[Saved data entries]
┌──

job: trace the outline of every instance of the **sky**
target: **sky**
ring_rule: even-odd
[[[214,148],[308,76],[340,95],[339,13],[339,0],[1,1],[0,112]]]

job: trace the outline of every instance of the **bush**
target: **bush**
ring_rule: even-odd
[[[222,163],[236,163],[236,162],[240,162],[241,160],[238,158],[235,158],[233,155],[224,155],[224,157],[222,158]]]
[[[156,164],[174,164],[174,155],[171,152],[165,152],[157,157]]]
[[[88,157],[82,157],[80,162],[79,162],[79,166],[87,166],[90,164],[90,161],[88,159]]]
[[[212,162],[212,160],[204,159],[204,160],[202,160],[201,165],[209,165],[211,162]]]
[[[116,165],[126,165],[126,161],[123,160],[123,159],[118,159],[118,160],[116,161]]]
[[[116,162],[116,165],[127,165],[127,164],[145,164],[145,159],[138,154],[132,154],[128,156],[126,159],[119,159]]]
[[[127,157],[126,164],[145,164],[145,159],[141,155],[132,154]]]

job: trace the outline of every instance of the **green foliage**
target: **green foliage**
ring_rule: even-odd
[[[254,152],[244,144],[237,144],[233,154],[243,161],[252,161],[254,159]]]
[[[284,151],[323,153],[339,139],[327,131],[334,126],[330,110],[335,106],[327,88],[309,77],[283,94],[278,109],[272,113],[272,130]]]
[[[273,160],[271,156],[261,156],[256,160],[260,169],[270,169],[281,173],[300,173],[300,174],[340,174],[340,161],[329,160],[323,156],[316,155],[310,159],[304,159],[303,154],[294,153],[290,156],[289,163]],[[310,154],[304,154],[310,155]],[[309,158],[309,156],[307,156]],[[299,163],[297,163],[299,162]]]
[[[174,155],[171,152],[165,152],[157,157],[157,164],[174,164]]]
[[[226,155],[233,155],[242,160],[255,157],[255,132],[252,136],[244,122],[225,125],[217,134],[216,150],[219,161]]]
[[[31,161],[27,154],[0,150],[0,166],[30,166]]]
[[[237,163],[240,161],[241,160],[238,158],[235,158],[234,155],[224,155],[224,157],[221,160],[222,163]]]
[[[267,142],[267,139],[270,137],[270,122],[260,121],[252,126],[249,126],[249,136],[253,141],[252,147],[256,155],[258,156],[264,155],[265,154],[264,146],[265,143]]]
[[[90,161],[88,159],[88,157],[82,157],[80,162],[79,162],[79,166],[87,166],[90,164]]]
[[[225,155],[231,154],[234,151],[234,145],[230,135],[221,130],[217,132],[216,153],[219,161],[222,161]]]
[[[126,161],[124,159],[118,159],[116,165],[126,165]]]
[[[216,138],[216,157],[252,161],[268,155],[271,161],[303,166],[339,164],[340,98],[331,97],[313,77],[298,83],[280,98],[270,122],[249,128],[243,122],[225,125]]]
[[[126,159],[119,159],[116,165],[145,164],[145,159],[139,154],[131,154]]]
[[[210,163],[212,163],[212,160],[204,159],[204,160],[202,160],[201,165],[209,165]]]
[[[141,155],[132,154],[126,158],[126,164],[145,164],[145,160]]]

└──

» **AIM OF THE EXERCISE**:
All that should be written out is the stretch of lines above between the one holding "job: trace the outline of every instance of the **bush**" and the one holding "target: **bush**", inclusive, exactly as given.

» **OUTPUT OF THE TASK**:
job: trace the outline of every instance of the **bush**
target: **bush**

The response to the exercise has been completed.